WHAT THIS TASK INVOLVES: Give the material below as a Markdown table with the columns Row and Line. Put each non-blank line in its own numbered row, in order, and leave blank lines out.

RECORDED DATA:
-- -- --
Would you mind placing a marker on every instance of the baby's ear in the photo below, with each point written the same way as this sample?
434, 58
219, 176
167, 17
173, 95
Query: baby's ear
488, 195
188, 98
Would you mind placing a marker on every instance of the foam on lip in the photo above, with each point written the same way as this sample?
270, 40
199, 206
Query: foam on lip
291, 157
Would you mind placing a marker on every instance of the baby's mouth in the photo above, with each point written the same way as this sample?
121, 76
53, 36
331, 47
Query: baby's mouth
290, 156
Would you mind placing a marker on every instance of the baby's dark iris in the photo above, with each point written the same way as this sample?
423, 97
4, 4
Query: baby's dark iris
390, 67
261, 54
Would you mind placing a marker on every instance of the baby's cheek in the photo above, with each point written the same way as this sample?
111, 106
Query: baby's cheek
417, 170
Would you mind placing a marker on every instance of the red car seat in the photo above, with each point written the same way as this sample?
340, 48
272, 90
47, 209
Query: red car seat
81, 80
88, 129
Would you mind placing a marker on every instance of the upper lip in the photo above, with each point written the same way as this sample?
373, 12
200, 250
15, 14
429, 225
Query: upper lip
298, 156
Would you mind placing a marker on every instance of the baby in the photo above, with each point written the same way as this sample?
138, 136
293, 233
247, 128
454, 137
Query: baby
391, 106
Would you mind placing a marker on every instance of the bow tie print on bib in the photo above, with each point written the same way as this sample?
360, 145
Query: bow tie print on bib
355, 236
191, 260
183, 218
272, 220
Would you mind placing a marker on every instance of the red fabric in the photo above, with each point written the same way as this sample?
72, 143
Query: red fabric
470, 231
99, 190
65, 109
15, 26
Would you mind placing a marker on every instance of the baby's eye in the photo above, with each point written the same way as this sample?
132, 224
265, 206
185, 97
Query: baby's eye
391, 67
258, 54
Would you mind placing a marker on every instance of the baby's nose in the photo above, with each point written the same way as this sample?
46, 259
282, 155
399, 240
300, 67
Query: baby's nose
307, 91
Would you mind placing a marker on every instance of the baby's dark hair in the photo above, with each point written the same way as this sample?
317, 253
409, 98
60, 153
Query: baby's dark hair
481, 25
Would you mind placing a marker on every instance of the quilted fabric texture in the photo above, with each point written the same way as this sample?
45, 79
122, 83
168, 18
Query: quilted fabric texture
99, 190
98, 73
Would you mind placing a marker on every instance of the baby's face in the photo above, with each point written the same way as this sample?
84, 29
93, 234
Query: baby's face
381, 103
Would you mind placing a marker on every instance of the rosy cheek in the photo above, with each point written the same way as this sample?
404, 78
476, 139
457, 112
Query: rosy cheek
-- -- --
WORKED ANSWER:
| Row | Line |
|---|---|
| 1 | Would you mind placing a marker on every instance of the baby's ear in the photo below, with each point written the same way as this sample? |
| 2 | 434, 58 |
| 3 | 219, 176 |
| 4 | 167, 17 |
| 5 | 173, 95 |
| 6 | Query: baby's ear |
| 7 | 488, 195 |
| 8 | 188, 98 |
| 9 | Would you mind placing a marker on every instance of the foam on lip in the photo above, with each point written the same way as this sample? |
| 10 | 270, 40 |
| 11 | 199, 206 |
| 12 | Query: foam on lip |
| 13 | 291, 157 |
| 14 | Would you mind placing a marker on every instance of the baby's mouth in the photo above, with each point written the same way as this sample? |
| 15 | 121, 76 |
| 16 | 53, 36 |
| 17 | 331, 47 |
| 18 | Query: baby's mouth |
| 19 | 290, 156 |
| 20 | Would you mind placing a marker on every instance of the baby's dark iris in the photo above, with each point written the same way as this sample? |
| 21 | 423, 97 |
| 22 | 4, 4 |
| 23 | Query: baby's dark iris |
| 24 | 390, 67 |
| 25 | 261, 54 |
| 26 | Would you mind placing a marker on every instance of the baby's cheek in the photo above, with each point written the same way as this sample? |
| 27 | 111, 106 |
| 28 | Query: baby's cheek |
| 29 | 417, 170 |
| 30 | Would you mind placing a marker on every instance of the red car seat in the photo above, with each point written the same way as this sample? |
| 31 | 340, 48 |
| 32 | 272, 90 |
| 33 | 47, 209 |
| 34 | Query: red car seat |
| 35 | 81, 80 |
| 36 | 88, 129 |
| 37 | Would you mind placing a marker on every instance of the upper lip in the photo above, with each point written the same way as this sample? |
| 38 | 373, 12 |
| 39 | 200, 250 |
| 40 | 15, 14 |
| 41 | 429, 225 |
| 42 | Query: upper lip |
| 43 | 298, 156 |
| 44 | Would you mind placing a marker on every instance of the baby in the photo above, with each point written the same way as this sample? |
| 45 | 138, 136 |
| 46 | 293, 233 |
| 47 | 247, 128 |
| 48 | 454, 137 |
| 49 | Query: baby |
| 50 | 391, 106 |
| 51 | Would you mind placing a marker on every instance of the bow tie print on bib in the photo above, with each point written the same way as this sample? |
| 52 | 360, 145 |
| 53 | Query: bow tie print on bib |
| 54 | 355, 236 |
| 55 | 191, 260 |
| 56 | 183, 218 |
| 57 | 272, 220 |
| 58 | Would you mind placing a marker on every instance of the red fabric in the photo above, with each point written the same way as this sample? |
| 59 | 72, 143 |
| 60 | Query: red fabric |
| 61 | 470, 231 |
| 62 | 99, 190 |
| 63 | 65, 109 |
| 64 | 15, 26 |
| 65 | Would you mind placing a marker on every instance of the baby's eye in the photo above, with each point written the same way as this sample? |
| 66 | 132, 224 |
| 67 | 265, 206 |
| 68 | 185, 97 |
| 69 | Query: baby's eye |
| 70 | 391, 67 |
| 71 | 258, 54 |
| 72 | Would you mind placing a marker on every instance of the baby's nose in the photo above, with each point written the same way as this sample? |
| 73 | 46, 259 |
| 74 | 282, 155 |
| 75 | 399, 240 |
| 76 | 300, 67 |
| 77 | Query: baby's nose |
| 78 | 307, 91 |
| 79 | Would you mind placing a marker on every instance of the baby's dark hair in the photo above, with each point written the same way as this sample? |
| 80 | 317, 253 |
| 81 | 409, 98 |
| 82 | 60, 153 |
| 83 | Query: baby's dark hair |
| 84 | 481, 25 |
| 85 | Would you mind placing a marker on every instance of the quilted fabric texture in the photo above, with each point written the same way as this sample? |
| 86 | 45, 79 |
| 87 | 122, 83 |
| 88 | 168, 18 |
| 89 | Query: quilted fabric texture |
| 90 | 99, 190 |
| 91 | 98, 73 |
| 92 | Would you mind placing a marker on every instance of the baby's face in the photo above, with each point written the same way as this sample? |
| 93 | 84, 29 |
| 94 | 93, 234 |
| 95 | Query: baby's face |
| 96 | 381, 103 |
| 97 | Would you mind placing a marker on every instance of the rosy cheek in the photo above, with each point written the same way as this sample? |
| 98 | 404, 78 |
| 99 | 476, 139 |
| 100 | 457, 112 |
| 101 | Query: rosy cheek |